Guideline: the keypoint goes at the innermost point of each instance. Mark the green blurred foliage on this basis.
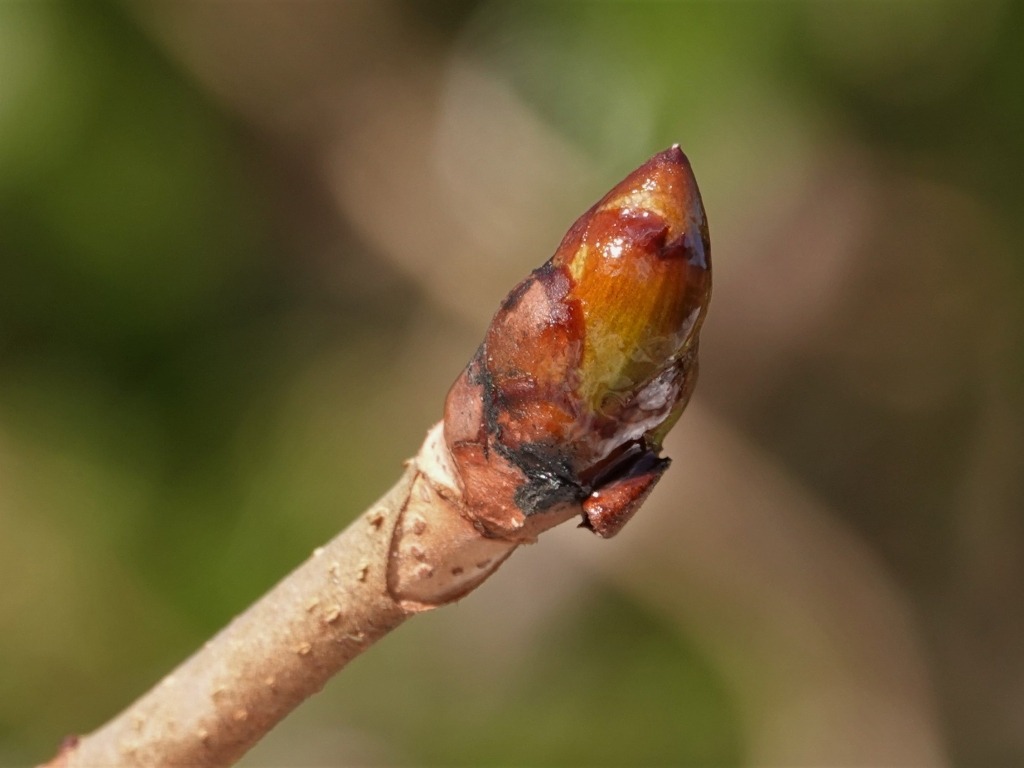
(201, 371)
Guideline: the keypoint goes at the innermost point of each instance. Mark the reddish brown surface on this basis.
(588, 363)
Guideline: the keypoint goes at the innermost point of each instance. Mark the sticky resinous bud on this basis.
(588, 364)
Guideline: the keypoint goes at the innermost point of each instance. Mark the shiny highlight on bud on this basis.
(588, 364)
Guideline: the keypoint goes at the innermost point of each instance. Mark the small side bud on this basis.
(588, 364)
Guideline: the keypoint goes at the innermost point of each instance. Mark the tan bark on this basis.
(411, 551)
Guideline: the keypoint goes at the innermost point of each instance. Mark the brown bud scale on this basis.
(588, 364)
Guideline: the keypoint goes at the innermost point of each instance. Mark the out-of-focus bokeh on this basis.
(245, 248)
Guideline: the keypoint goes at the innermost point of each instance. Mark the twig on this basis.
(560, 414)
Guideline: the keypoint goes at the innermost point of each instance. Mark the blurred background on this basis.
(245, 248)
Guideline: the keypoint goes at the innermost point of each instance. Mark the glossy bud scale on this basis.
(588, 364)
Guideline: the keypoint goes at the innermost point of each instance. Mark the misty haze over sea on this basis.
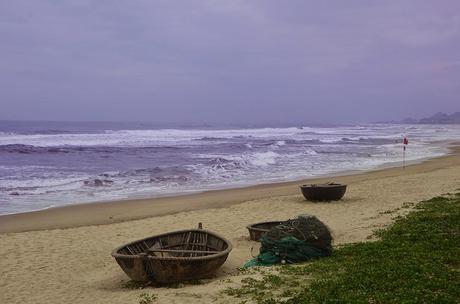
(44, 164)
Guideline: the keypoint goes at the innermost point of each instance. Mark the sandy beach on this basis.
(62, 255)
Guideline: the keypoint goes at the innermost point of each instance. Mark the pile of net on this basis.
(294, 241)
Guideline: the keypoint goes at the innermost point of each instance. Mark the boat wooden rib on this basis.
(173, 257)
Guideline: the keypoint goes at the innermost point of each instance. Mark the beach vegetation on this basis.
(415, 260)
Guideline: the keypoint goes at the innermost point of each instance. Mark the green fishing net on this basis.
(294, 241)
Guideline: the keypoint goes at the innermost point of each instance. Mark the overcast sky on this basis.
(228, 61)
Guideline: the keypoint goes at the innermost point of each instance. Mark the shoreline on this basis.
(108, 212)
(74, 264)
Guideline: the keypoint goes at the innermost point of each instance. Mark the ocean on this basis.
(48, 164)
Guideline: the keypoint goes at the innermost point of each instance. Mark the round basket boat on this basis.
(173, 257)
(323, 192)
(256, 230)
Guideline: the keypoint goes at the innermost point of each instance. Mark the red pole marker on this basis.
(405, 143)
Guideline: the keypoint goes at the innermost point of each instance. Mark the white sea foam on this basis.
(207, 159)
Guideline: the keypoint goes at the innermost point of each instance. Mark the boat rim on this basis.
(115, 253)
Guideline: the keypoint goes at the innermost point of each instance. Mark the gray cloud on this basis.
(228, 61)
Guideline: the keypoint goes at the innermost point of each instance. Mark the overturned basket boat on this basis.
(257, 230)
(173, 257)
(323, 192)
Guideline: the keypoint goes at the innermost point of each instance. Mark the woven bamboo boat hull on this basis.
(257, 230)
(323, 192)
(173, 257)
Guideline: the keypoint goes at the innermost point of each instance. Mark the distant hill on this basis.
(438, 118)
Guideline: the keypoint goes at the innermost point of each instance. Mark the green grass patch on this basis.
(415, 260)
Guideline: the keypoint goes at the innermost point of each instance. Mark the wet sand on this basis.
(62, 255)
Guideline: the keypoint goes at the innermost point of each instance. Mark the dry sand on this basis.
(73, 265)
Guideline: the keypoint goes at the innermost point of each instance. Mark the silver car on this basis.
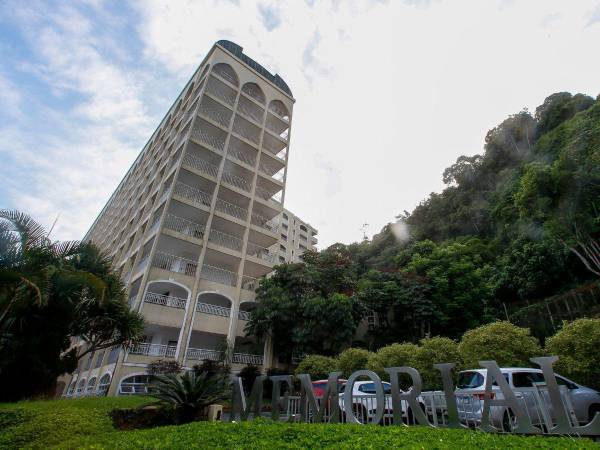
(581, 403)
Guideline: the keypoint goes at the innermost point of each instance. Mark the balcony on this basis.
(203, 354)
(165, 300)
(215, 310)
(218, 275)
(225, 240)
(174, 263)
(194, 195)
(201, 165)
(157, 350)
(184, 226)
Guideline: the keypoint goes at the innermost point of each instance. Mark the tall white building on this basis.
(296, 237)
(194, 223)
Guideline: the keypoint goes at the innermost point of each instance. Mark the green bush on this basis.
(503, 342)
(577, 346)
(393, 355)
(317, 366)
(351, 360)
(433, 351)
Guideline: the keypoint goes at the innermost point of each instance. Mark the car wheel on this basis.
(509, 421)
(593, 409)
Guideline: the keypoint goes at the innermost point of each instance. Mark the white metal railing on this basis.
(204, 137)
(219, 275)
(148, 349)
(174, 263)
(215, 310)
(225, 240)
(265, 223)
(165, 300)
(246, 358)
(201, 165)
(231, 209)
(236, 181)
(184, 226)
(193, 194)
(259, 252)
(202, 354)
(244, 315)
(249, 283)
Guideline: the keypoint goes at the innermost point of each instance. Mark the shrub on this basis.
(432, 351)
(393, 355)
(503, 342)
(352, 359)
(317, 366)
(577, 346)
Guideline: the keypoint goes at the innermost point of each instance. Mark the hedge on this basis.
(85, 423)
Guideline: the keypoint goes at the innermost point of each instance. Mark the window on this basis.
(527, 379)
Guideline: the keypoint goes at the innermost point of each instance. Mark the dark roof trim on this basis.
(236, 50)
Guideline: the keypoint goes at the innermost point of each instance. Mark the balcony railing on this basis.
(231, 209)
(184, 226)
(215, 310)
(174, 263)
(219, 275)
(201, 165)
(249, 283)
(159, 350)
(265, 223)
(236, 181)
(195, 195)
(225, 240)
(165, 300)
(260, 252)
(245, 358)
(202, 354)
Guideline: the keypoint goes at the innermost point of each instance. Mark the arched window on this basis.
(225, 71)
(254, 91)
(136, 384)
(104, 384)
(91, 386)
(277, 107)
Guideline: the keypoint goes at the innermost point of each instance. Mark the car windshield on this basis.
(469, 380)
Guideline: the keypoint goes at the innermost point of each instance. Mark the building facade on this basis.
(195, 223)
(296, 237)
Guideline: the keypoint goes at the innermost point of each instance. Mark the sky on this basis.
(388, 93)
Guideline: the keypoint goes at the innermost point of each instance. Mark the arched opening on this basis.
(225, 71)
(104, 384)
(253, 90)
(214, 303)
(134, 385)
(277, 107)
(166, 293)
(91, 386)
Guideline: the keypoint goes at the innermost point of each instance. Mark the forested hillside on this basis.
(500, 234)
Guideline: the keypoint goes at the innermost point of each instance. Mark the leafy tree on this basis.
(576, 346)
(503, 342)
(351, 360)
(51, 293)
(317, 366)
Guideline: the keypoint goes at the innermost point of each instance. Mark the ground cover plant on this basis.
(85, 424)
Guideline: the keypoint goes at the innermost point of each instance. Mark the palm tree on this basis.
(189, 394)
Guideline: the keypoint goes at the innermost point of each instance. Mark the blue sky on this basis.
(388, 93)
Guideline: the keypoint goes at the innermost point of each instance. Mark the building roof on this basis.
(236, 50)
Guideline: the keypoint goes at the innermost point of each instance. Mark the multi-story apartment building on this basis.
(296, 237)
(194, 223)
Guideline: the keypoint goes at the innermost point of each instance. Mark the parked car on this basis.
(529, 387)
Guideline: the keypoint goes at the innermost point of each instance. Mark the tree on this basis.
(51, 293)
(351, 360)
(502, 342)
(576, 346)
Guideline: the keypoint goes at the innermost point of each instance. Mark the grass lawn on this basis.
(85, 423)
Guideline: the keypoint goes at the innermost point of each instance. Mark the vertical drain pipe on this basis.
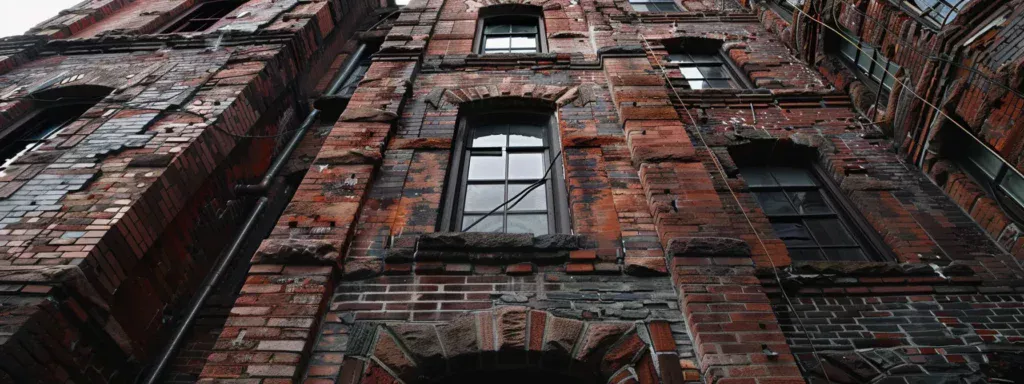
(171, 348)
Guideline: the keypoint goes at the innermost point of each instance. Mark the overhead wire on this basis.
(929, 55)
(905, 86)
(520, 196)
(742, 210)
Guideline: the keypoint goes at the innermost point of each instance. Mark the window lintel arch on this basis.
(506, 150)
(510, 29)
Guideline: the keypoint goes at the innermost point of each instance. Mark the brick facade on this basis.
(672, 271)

§ **EXERCISE**:
In your copy, repeat each record exactly and include no pictures.

§ **SOLVED EXERCISE**:
Guideline: the keypoint goes at the innermost point of each instance. Mark the green blurred foliage on this basis.
(201, 371)
Guideline: the keypoint goes at the innermost point of each instance. Mark the reddish brown surface on this basis.
(588, 363)
Guideline: the keypoint goes at the innermost point of each instance. Mark the sticky resinous bud on this basis.
(588, 364)
Guideline: the keypoint goes at the innermost point of each instance. Mark the shiny highlight on bud on this basis.
(588, 364)
Guideline: the keypoint goes at the innermost point of each instance. Mark the small side bud on this basis.
(588, 364)
Guideline: the keypoint goes at the innermost point of each instance. Mark the tan bark on this basis.
(411, 551)
Guideline: the keypoint goes at the innermost point of each instance. Mark the brown bud scale on this basis.
(588, 364)
Guideline: the keypoint goes at the innermost point of each instance. Mark the out-of-focus bokeh on this basis.
(245, 248)
Guideline: the keypoint goes at the innermost point of each instance. Mark the twig on this basis.
(560, 414)
Guideline: the keypoint goes at the innermost point of each instance. Mark the blurred background on this basis.
(245, 248)
Guideline: the keypoint goes at the innermost point of each instance. Mark the glossy bud scale on this basis.
(588, 364)
Guideline: the keypoint goes at the innermost point of each instance. Mark the misty haze over sea on this basis.
(44, 164)
Guideline: the keypoint goes at the innermost point of each instance. Mark the sandy beach on this basis.
(62, 255)
Guideline: the keypoint goes at the innermost point of each instance. Mark the pile of net on this basis.
(294, 241)
Guideline: the keypoint goes at the innermost point of each instance. Mark the boat wooden rib on this basis.
(173, 257)
Guideline: the keypoint goes at the innermost point of each instance. Mark the beach vegetation on this basis.
(415, 260)
Guideline: the keypoint goes at the innermost point of each instance. Mark the green fishing net on this basis.
(294, 241)
Guideline: the keypoint goes at the innermost point of each instance. Mark the overcast sky on this basis.
(228, 61)
Guideline: the keypoint goes at the innermost point of each instance. Mark the shoreline on this basis.
(108, 212)
(74, 264)
Guideline: the keypoint goes at the innermost point of each instance. Mark the ocean on this basis.
(48, 164)
Guideline: the keypoint goes at the innermost point of each instance. Mark the round basket boat on this basis.
(173, 257)
(323, 192)
(256, 230)
Guideline: the keypoint goes at the innermost point of each instance. Mark the red pole marker on this basis.
(405, 143)
Guideline: the keypoint goes at the innermost point of each instance. Mark the white sea foam on this basis.
(207, 159)
Guideline: the keypoint goes at the innermost point of each instance. Mark the boat rim on this basis.
(115, 253)
Guideline: the keypoint goes at the innermost point of each instance. Mark the gray cloud on this basis.
(228, 61)
Guideline: the keypoint goes at the innermost point of each instance. Mark the overturned basket boat on this basis.
(257, 230)
(173, 257)
(323, 192)
Guideline: the keypoint goes at the innermost point of each instance. Mark the woven bamboo boat hull on this basis.
(257, 230)
(323, 192)
(173, 257)
Guideline: the keypoint goes at the innermost point of each instance. Mark the distant hill on this basis.
(438, 118)
Guideline: the keypoint goes at the innermost point of each instance. Mark the green grass patch on this basis.
(415, 260)
Guideline: the keypoint goes at the innermost point of each instance. Mark the wet sand on this basis.
(62, 255)
Guideline: the keypoint goes at the innermost point of each instance. Mark the dry sand on this basis.
(73, 265)
Guideline: the keypoint goes at the innermost point of each instance. Mark the silver car on this basis.
(581, 403)
Guideline: the keypoint goes at the innermost point of each instance. Mark the balcony on this basis.
(203, 354)
(165, 300)
(215, 310)
(218, 275)
(225, 240)
(174, 263)
(194, 195)
(201, 165)
(157, 350)
(184, 226)
Guideline: the keypoint goes at the innermost point of each instance. Mark the tall white building on this basis.
(296, 237)
(194, 223)
Guideline: the keypoint goes at the innermost point of each instance. Mark the green bush on this basis.
(503, 342)
(577, 346)
(393, 355)
(317, 366)
(351, 360)
(433, 351)
Guideline: the keypoint goes at the innermost point of each instance. Mark the car wheel on this basis.
(509, 421)
(593, 409)
Guideline: the keypoint goes at the innermost point of each instance. Mark the white metal railing on this basis.
(204, 137)
(219, 275)
(148, 349)
(174, 263)
(215, 310)
(225, 240)
(265, 223)
(165, 300)
(246, 358)
(201, 165)
(231, 209)
(236, 181)
(184, 226)
(193, 194)
(259, 252)
(202, 354)
(244, 315)
(249, 283)
Guideline: the keypoint goes at the innermost point of each instance. Mark the shrub on this basis.
(432, 351)
(393, 355)
(503, 342)
(352, 359)
(317, 366)
(577, 346)
Guideline: the keypoint goes at the innermost point of each instance. Mark the hedge on this basis.
(85, 423)
Guideline: the keypoint goes at the innermost point of each instance. Mark the window on this basis.
(527, 379)
Guideline: the keypoint goes at the innermost point of each instance. Mark the dark roof trim on this basis.
(236, 50)
Guideline: the keypoint goes at the innermost point of each instance. Mark the balcony railing on this basis.
(231, 209)
(184, 226)
(215, 310)
(174, 263)
(219, 275)
(201, 165)
(249, 283)
(159, 350)
(265, 223)
(236, 181)
(195, 195)
(225, 240)
(165, 300)
(260, 252)
(245, 358)
(202, 354)
Guideline: the keypoint goes at the innermost point of each instance. Mark the arched window on this basis.
(225, 71)
(254, 91)
(136, 384)
(104, 384)
(91, 386)
(277, 107)
Guideline: the keypoint goes at the innermost point of each instance. Mark the car windshield on this basis.
(469, 380)
Guideline: the keypoint goes at the innermost point of each instance. Mark the building facade on this basis.
(195, 223)
(296, 237)
Guideline: the keypoint goes at the innermost point of each instance. Mark the sky on this basis.
(388, 93)
Guideline: the keypoint goes at the innermost point of each instance. Mark the arched opening on this basis.
(225, 71)
(104, 384)
(253, 90)
(214, 303)
(134, 385)
(277, 107)
(166, 293)
(91, 386)
Guideline: the keypoint goes at the innermost point of each instance. Mark the forested hillside on this basis.
(500, 234)
Guideline: the keypoint goes at the innermost point of each instance. Mark the leafy tree on this basis.
(576, 346)
(503, 342)
(351, 360)
(51, 293)
(317, 366)
Guideline: the keypoint goes at the innermost point of each instance. Mark the ground cover plant on this basis.
(85, 424)
Guideline: the keypoint goes at the innermost point of each instance. Mark the palm tree on this basis.
(189, 394)
Guideline: the keypoint goes at the innermost point of each instance. Mark the blue sky on this basis.
(388, 93)
Guideline: the keypoint goes at the innermost point of each instance. Mark the building roof on this basis.
(236, 50)
Guideline: the keypoint goes at the innermost point of each instance. Mark the multi-story apartment building on this basis.
(296, 237)
(194, 223)
Guideline: the keypoint goes at the innermost point of each instance. Mark the parked car on this basis.
(529, 387)
Guideline: the keypoint goes at the innermost point of each instance. Mark the tree on this basis.
(51, 293)
(351, 360)
(502, 342)
(576, 346)
Guideline: the keypoint goes at the innermost point of each instance. Mark the grass lawn on this basis.
(85, 423)
Guideline: the keypoint goes at the innermost point of each instance. Mark the vertical drain pipe on this basis.
(171, 348)
Guideline: the keypoint goes at the innermost point of each instance. Mark the overhead wire on this basis.
(929, 55)
(905, 86)
(520, 196)
(742, 210)
Guideline: the keypoint goes at the innermost point of each instance. Mark the window lintel arch on this basis.
(506, 150)
(510, 29)
Guideline: the keypoint goes at the innermost point of each instance. Mark the brick facade on this basis.
(672, 271)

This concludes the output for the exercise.